[[ Document text, beginning ]]

Inspiring Success Through Service

February 6, 2023 by Beth Sitzler

In honor of Black History Month, NATA is highlighting some of our Black leaders at the state, district and national levels and shares insight into their volunteer journeys. 


Mississippi Athletic Trainers' Association Career Advancement Committee Chair LaJoy Paige, MS, LAT, ATC, always knew she would choose a career related to health care.

Intrigued by how ATs treated their athletes and the profession’s direct impact on them, Paige said she decided to pursue athletic training.

Paige developed a relationship with her 10th grade AT, participated in athletic training workshops at Mississippi Sports Medicine and now leads the charge in her current leadership roles. She has not only been an ardent champion of the profession, but has also fostered her own career growth in the secondary school setting.

“I am so grateful for the ATs who paved the way for me from high school until now,” she said.

Paige has advocated for the career development of her peers as well as the younger AT generation as not only the MATA CAC chair, but also the Southeast Athletic Trainers' Association Secondary School Committee chair and the NATA Secondary School Committee District Nine representative.

Keep reading to learn more about her leadership development and impact.

What was your first volunteer position within the athletic training profession and why did you get involved?
My first volunteer position was as the MATA Young Professionals Committee chair. I got involved because I wanted to be a voice for our young professionals in the state and I wanted to serve in whatever capacity my state association needed me to. I wanted our young professionals to utilize their skills and resources and be active in community service events, mentorship and raising awareness of our profession in our state.

Tell us about your current position as the Mississippi Athletic Trainers' Association Career Advancement Committee chair and what you hope to accomplish in this role.
My current position as the MATA CAC chair is one that was derived from the former YPC. It includes ATs who are in their seventh to 12th years of initial certification. This position is one that has allowed me to become more understanding of the personal and professional concerns of ATs in that certification window and address issues they have faced and are facing daily. I hope to continue curating a forum for MATA CAC members to discuss ways to feel comfortable making changes in one’s career and be happy doing so. Not only that, but also to do so while maintaining work-life balance so that burnout isn’t an immediate topic.

How has volunteering helped you grow personally and professionally?
Volunteering has fed a hunger I developed professionally. As a student and progressing to a young professional, I knew volunteering was a way to network and give back to my profession. Developing personal relationships and being a part of something greater than myself are ways that volunteering has aided me in growing personally.

Why is representation in leadership important and how does it impact the profession?
Representation in leadership is important for a few reasons. “You can’t be what you can’t see” has been a quote that has resonated with me for a while. A positive outlook is a probable outcome of visually seeing representation in leadership. You never know who looks up to you or who is watching. Many times, one doesn’t apply for leadership opportunities because they’ve never seen someone like them in those positions. The profession is impacted in a positive way due to this. ATs are applying and utilizing the representation they’ve seen to become an asset in leadership roles and in our profession as a whole.

Why should ATs get involved in leadership and service?
Becoming involved in leadership shows that you want to be part of change. Being able to lead by serving is a huge aspect of leadership. Inspiration can be seen through service. Hopefully, ATs can see leadership and service as an opportunity to be a voice and a hand in advocating for our profession and for ourselves!

What advice do you have for other athletic trainers who want to give back to the profession? 
The time is now. It is never too early to give back to our profession. We are the future of athletic training — let’s do what we can to keep our profession flourishing.

[[ Document text, end ]]
[[ Given entries, beginning ]]

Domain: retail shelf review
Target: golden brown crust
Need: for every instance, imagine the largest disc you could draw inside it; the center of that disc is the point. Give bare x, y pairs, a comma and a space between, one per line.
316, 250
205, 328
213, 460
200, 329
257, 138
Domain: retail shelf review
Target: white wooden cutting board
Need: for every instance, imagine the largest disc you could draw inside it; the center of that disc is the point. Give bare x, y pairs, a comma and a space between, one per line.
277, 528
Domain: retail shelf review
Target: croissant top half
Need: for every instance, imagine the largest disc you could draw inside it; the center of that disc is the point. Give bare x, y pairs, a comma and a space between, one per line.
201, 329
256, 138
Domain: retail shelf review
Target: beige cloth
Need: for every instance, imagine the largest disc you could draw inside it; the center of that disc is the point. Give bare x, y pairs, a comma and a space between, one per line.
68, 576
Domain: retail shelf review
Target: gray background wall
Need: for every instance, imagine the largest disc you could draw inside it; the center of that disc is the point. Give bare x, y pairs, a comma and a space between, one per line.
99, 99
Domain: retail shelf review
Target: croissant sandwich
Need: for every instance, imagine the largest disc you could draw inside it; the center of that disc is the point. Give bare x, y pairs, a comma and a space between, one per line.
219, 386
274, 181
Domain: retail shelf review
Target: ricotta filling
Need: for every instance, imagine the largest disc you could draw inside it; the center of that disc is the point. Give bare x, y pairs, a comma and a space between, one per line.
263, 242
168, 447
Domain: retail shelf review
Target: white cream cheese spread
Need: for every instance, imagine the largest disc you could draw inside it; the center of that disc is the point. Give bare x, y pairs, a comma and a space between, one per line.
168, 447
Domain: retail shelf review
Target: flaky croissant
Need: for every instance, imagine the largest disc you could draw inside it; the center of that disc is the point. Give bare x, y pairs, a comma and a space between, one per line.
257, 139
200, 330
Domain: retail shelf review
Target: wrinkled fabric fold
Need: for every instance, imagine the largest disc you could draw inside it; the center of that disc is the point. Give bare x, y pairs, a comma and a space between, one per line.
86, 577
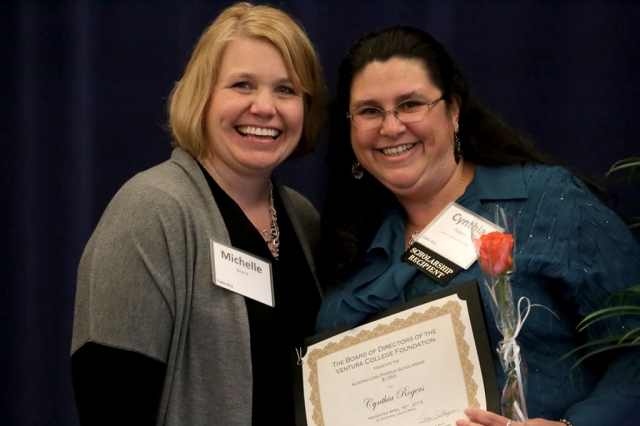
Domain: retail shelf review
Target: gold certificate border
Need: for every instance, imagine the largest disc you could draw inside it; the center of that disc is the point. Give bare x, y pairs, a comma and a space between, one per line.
450, 308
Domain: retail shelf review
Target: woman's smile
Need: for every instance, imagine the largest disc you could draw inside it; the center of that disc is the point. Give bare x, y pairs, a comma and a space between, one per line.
398, 150
260, 132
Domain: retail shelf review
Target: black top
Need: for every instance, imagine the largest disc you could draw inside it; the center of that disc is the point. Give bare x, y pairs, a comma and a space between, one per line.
115, 386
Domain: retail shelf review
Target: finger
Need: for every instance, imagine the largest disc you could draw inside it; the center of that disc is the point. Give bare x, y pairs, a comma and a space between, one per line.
486, 418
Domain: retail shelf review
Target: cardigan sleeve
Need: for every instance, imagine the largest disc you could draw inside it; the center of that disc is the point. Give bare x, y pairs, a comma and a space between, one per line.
125, 289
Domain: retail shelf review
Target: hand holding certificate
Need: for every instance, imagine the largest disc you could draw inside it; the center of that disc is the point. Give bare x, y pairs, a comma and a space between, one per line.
418, 366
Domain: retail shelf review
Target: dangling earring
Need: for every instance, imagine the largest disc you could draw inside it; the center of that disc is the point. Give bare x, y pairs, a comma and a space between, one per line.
457, 151
356, 170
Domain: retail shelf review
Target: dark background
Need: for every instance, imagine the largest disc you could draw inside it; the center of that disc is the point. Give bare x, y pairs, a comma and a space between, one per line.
83, 87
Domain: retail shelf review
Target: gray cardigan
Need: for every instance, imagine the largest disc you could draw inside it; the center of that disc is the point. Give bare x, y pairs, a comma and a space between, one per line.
145, 285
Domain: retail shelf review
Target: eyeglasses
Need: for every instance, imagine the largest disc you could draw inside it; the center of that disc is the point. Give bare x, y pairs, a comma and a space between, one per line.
409, 111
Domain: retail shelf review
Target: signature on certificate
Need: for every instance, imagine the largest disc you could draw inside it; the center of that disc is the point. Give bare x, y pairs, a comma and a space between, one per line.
438, 415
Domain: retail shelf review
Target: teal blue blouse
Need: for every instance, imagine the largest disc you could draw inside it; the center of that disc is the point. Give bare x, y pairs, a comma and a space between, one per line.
571, 253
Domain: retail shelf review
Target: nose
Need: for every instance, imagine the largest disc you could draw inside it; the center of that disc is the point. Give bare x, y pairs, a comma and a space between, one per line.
263, 104
391, 125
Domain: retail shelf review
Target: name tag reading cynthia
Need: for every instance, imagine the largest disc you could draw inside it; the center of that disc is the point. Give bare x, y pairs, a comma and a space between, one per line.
242, 273
444, 247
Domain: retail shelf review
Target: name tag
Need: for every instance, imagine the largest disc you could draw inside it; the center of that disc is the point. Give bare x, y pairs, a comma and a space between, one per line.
445, 247
242, 273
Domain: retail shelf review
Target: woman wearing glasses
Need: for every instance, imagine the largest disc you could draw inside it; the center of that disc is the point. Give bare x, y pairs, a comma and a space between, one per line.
418, 141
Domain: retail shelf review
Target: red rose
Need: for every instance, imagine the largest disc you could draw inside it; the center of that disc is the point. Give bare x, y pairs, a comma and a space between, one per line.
495, 252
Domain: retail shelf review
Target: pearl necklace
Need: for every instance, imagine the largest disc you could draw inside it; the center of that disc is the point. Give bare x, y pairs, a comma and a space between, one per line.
270, 236
455, 195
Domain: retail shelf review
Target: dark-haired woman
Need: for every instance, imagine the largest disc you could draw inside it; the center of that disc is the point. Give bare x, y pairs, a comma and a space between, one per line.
414, 139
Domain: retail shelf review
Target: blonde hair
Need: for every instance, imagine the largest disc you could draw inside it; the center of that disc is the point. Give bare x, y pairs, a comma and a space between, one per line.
190, 96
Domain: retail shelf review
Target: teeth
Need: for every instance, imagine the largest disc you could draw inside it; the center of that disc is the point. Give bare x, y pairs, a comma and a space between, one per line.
392, 152
258, 131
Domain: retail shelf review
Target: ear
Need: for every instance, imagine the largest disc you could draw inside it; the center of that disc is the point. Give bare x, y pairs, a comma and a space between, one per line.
454, 111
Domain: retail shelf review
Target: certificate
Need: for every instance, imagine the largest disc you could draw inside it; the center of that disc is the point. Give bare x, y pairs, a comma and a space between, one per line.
422, 365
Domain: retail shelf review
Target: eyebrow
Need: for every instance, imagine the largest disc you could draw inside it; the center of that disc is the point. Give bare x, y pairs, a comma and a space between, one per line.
250, 76
398, 100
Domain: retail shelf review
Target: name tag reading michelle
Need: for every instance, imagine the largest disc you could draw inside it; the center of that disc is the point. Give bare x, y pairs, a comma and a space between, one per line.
242, 273
444, 247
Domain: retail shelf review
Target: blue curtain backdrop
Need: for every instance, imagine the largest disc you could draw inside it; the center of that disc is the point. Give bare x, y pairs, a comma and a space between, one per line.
83, 87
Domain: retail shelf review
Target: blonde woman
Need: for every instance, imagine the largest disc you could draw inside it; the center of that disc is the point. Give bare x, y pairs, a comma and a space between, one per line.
157, 338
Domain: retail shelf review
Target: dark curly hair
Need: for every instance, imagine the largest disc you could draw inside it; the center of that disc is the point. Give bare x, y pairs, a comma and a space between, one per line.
353, 209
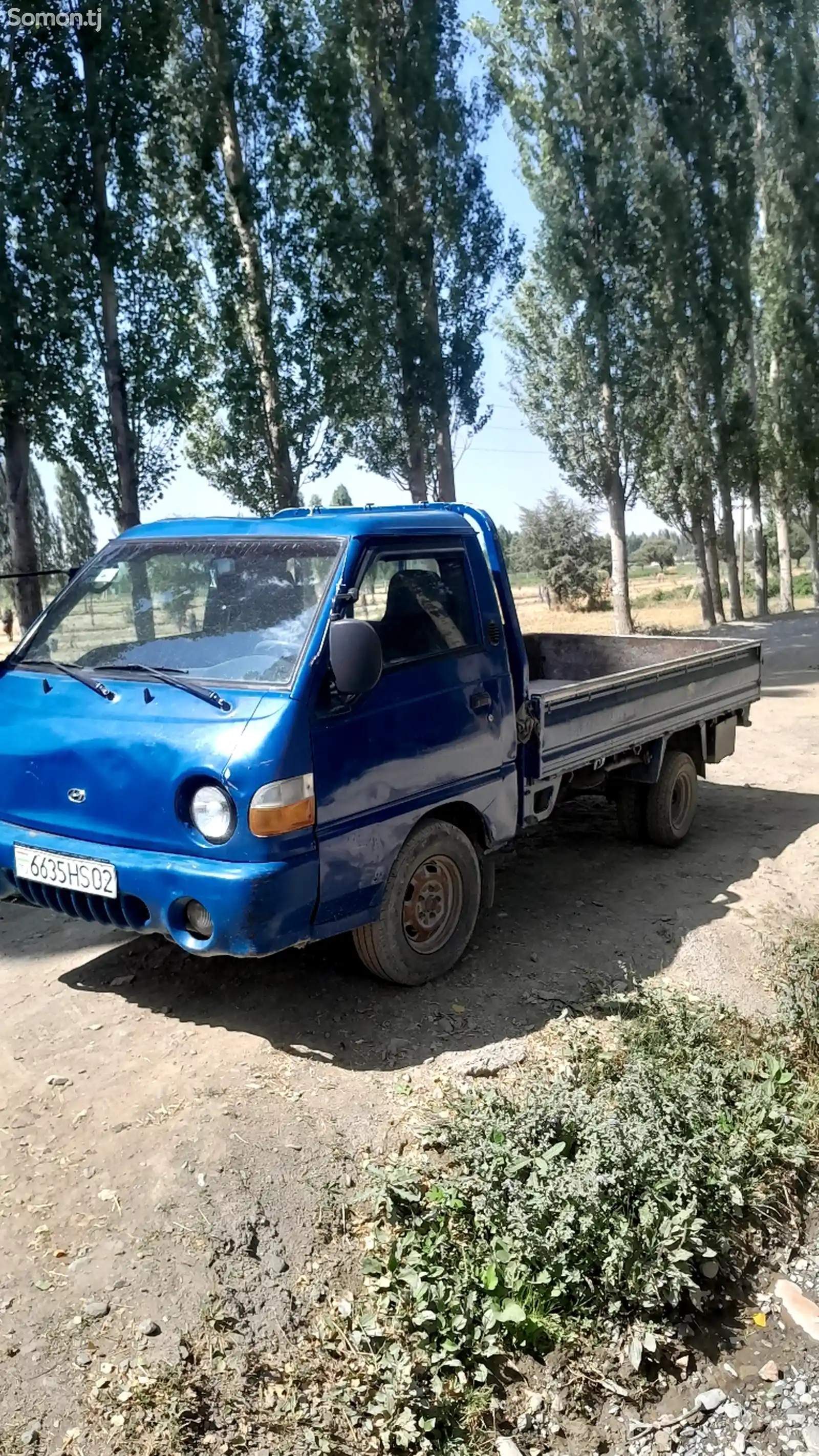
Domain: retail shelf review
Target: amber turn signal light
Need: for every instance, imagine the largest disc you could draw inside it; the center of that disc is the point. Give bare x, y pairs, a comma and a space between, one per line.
277, 808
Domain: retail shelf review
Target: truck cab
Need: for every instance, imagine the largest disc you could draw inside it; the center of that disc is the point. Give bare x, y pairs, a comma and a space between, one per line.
248, 734
179, 756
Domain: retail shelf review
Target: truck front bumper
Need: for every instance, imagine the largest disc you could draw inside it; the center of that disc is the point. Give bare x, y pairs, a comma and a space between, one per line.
255, 909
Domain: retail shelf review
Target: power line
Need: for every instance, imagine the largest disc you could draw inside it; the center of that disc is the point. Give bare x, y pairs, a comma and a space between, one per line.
501, 451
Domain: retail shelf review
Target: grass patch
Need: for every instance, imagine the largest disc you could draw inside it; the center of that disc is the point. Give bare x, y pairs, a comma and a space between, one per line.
600, 1203
793, 967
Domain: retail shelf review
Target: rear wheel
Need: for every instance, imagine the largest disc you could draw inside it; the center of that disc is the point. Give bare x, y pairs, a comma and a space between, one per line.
673, 800
429, 908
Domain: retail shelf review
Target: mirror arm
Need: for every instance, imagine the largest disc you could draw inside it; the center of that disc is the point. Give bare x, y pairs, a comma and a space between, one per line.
345, 597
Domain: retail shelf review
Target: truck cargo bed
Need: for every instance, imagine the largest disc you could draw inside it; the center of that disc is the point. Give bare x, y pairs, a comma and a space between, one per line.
598, 696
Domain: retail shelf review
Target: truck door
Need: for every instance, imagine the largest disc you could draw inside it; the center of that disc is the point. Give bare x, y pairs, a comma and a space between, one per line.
438, 727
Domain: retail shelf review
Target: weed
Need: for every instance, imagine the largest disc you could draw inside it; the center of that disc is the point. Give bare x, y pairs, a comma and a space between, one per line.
613, 1199
595, 1205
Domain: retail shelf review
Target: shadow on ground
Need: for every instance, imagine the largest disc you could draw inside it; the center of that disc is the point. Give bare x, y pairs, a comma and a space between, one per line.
575, 903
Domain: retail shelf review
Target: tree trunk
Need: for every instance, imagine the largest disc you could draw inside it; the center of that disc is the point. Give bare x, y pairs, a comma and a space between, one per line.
713, 560
23, 546
703, 579
417, 461
760, 546
406, 322
616, 497
783, 548
444, 465
124, 453
256, 312
814, 537
623, 622
734, 584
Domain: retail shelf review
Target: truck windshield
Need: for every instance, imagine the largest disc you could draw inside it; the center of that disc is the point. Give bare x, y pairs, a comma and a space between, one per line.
230, 611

[[ Given entries, end ]]

What the task asks — In the profile of LaJoy Paige, why did she take on her first volunteer position, as MATA Young Professionals Committee chair? Answer in one to three sentences.

Task output — She wanted to be a voice for young professionals in Mississippi and to serve in whatever capacity her state association needed. She also wanted those young professionals to use their skills and resources and to be active in community service events, mentorship and raising awareness of the profession in the state.